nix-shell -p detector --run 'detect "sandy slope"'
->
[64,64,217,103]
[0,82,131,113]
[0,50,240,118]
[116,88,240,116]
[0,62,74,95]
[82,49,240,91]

What is required
Locate every line in the entries above that contains the string "shell" and copy each of those lines. Case counts.

Solution for this problem
nix-shell -p detector --run 'detect "sandy slope"'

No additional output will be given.